* _Stated task_:
Substitute "layout checker" for "planogram checker" throughout the records below and reproduce them with nothing else altered. Leave the pictures out of your answer.

* _Data shown_:
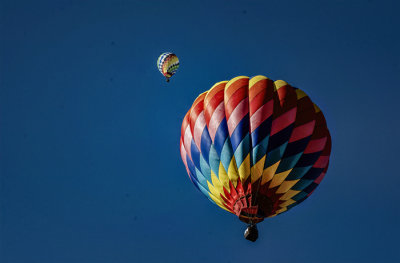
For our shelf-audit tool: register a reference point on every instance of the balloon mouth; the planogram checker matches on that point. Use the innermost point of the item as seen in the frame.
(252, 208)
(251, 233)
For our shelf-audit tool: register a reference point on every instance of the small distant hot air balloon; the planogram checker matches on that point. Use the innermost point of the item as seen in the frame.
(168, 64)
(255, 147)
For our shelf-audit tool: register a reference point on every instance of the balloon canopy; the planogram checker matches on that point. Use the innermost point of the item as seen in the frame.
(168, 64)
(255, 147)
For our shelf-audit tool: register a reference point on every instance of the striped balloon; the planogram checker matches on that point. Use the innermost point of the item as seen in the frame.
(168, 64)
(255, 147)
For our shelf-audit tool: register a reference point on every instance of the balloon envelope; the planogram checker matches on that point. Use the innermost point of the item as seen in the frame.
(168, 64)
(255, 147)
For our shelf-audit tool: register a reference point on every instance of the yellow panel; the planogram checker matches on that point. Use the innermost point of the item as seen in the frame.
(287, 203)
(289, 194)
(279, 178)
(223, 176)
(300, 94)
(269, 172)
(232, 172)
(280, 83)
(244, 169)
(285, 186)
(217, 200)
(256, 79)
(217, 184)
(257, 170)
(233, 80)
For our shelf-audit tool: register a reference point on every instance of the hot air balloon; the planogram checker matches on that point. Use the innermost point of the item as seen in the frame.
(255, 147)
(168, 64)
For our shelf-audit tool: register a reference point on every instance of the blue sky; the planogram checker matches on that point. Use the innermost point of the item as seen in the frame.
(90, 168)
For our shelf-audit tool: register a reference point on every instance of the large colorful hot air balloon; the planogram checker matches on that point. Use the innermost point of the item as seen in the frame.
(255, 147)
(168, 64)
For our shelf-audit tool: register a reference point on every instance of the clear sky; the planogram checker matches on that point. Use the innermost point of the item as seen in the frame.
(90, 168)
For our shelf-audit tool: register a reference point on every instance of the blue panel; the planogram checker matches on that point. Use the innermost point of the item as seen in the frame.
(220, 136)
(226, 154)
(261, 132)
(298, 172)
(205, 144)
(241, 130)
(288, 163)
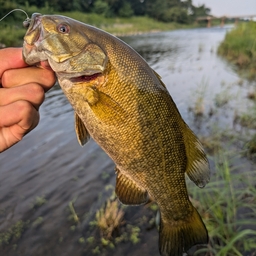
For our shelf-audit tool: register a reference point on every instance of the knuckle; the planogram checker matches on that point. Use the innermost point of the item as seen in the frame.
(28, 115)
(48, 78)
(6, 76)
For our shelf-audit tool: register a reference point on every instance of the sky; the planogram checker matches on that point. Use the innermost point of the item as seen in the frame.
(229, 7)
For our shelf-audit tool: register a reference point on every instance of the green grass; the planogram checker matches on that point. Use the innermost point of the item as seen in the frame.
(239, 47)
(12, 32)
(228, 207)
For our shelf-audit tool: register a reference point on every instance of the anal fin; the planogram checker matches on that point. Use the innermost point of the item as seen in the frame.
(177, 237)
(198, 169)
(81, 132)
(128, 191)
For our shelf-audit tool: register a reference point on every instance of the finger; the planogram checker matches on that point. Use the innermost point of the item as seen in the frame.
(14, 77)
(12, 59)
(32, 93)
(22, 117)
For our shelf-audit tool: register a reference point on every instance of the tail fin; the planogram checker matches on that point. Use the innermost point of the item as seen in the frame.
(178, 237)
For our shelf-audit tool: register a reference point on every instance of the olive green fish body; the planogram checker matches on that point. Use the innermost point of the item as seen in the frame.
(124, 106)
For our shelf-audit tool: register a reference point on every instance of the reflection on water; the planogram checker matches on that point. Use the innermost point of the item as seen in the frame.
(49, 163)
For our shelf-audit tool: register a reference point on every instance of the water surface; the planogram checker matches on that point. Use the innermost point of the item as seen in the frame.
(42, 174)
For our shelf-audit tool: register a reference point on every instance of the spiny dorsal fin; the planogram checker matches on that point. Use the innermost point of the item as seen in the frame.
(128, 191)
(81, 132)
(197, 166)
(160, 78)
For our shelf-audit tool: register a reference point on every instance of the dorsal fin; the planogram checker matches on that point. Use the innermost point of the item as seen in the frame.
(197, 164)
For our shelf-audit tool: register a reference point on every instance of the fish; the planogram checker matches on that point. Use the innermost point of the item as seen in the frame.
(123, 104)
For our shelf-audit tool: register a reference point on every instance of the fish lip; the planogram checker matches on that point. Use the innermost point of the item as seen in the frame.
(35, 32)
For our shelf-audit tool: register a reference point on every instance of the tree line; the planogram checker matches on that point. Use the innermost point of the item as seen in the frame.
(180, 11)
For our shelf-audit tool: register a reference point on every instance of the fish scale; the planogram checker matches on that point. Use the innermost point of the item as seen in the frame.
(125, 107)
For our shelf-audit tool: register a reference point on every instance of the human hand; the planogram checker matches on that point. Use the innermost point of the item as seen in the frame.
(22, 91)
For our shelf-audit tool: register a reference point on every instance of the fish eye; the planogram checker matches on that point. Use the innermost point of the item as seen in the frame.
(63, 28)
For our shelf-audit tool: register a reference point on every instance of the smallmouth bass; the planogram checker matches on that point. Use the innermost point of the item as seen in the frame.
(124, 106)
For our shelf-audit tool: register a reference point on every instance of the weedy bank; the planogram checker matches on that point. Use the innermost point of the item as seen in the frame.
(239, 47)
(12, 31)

* _Solution for this problem_:
For our shelf-audit tool: register a reference point on every instance of the balloon mouth; the layout checker matches on that point. Use the innermost point of the item as seen in the frame.
(252, 208)
(251, 233)
For our shelf-audit tool: register a reference point on every instance of the small distant hot air balloon; the layout checker matches on that point. Use the innermost point of the item as seen in the frame.
(168, 64)
(255, 147)
For our shelf-audit tool: register a reference point on every instance of the balloon canopy; the layout checker matches on that point. Use the innermost point of the item as seen in the frame.
(168, 64)
(255, 147)
For our shelf-audit tool: register a reference point on every instance of the striped balloon; the layout checker matches on that point. Use the innermost point of the item as seen in the frame.
(168, 64)
(255, 147)
For our shelf-audit tool: register a reference point on every instance of the balloon envelope; the layout checker matches on that point. Use the innermost point of the item as seen in the frame.
(168, 64)
(255, 147)
For our shelf-audit tool: register a reference point on every instance of the yellow panel; the layout checker matches on that point. Use the innermost point of the item as seen in the frame.
(287, 203)
(289, 194)
(279, 178)
(223, 176)
(300, 94)
(269, 172)
(232, 172)
(280, 83)
(244, 169)
(285, 186)
(217, 200)
(256, 79)
(217, 184)
(257, 170)
(233, 80)
For our shelf-audit tool: register a reference point on every instance of the hot air balloon; the layout checker matches on that point. Use the innermost point of the item as seen in the frame.
(255, 147)
(168, 64)
For our shelf-audit tool: register a reference point on every instance of the blue sky; the layout checker matches on that point. Use the innermost point of the item as seen in the frame.
(90, 168)
For our shelf-audit tool: register a reference point on every instance of the large colorful hot air balloon; the layout checker matches on that point. Use the innermost point of the item as seen in the frame.
(255, 147)
(168, 64)
For our shelf-audit tool: register a reference point on every instance of the clear sky; the layout checker matches on that point. Use the innermost point of the item as seen in the frame.
(90, 168)
For our shelf-audit tool: register a reference point on every instance of the blue panel; the layout checker matches on that point. Use the innermost point of the item as seen in the frame.
(220, 136)
(226, 154)
(261, 132)
(298, 172)
(205, 144)
(241, 130)
(288, 163)
For our shelf-audit tool: register a reference point on every instance of the knuckle; the layout checker matches on that point. Use the innermost point of the item as seen in the frame.
(28, 115)
(48, 78)
(6, 76)
For our shelf-audit tool: register a reference point on every instance of the sky; the layout checker matches on that point. Use the innermost point of the item as seen in the frame.
(229, 7)
For our shelf-audit tool: register a reference point on every instance of the green grass; the layout checker matches on that point. Use the innermost point of the item as seen in the frame.
(239, 47)
(12, 32)
(228, 207)
For our shelf-audit tool: register a reference point on every instance of the anal fin; the layout checker matches on that point. Use the innermost point of the item as seen in the frame.
(177, 237)
(198, 169)
(81, 132)
(128, 191)
For our shelf-audit tool: register a reference point on every instance of the finger; the layout checker matches on that point. Use the innermost point of the item as seen in the frame.
(14, 77)
(12, 59)
(32, 93)
(22, 117)
For our shelf-audit tool: register a reference point on every instance of the tail fin; the layout checker matches on that point. Use the innermost point of the item as seen in the frame.
(178, 237)
For our shelf-audit tool: register a reference point on every instance of the olive green fish body; the layout checker matches on that point. Use the innermost point of the item as seen in the frame.
(124, 106)
For our shelf-audit tool: register a reference point on every instance of the reflection on water; the layout checker matches on that point. Use the innermost point of the item as seen in the frame.
(49, 163)
For our shelf-audit tool: register a reference point on every instance of the water surface; the layout checker matches on that point. Use the innermost point of the item as seen in the frame.
(42, 174)
For our shelf-audit tool: register a reference point on every instance of the spiny dorsal fin; the layout checker matches on that point. Use the innermost point of the item as seen in the frame.
(128, 191)
(81, 132)
(197, 166)
(160, 78)
For our shelf-audit tool: register a reference point on every instance of the dorsal fin; the layout checker matches on that point. Use the innermost point of the item as seen in the frame.
(197, 164)
For our shelf-audit tool: register a reference point on every instance of the fish; the layout checker matches on that point. Use the innermost point of the item as seen in the frame.
(123, 104)
For our shelf-audit tool: register a reference point on every instance of the fish lip; the layout checker matches on that point. Use the innermost point of the item as seen in the frame.
(35, 32)
For our shelf-audit tool: register a reference point on every instance of the tree line; the layout checker matches on that point. Use the innermost point of the item as seen in the frame.
(180, 11)
For our shelf-audit tool: register a reference point on every instance of the fish scale; the layout checker matches on that point. Use the innermost point of the item as seen in the frame.
(125, 107)
For our shelf-audit tool: register a reference point on every instance of the human hand; the layout checker matches on that point. Use the innermost point of the item as seen in the frame.
(22, 91)
For our shelf-audit tool: register a reference point on every instance of the fish eye; the layout checker matches on that point. Use the innermost point of the item as seen in the frame.
(63, 28)
For our shelf-audit tool: register a reference point on every instance of the smallmouth bass; the layout checker matches on that point. Use the innermost point of the item as seen in the frame.
(124, 106)
For our shelf-audit tool: register a reference point on every instance of the weedy bank; the layout checker matches on that point. Use the innermost point of the item as seen in the frame.
(239, 47)
(12, 31)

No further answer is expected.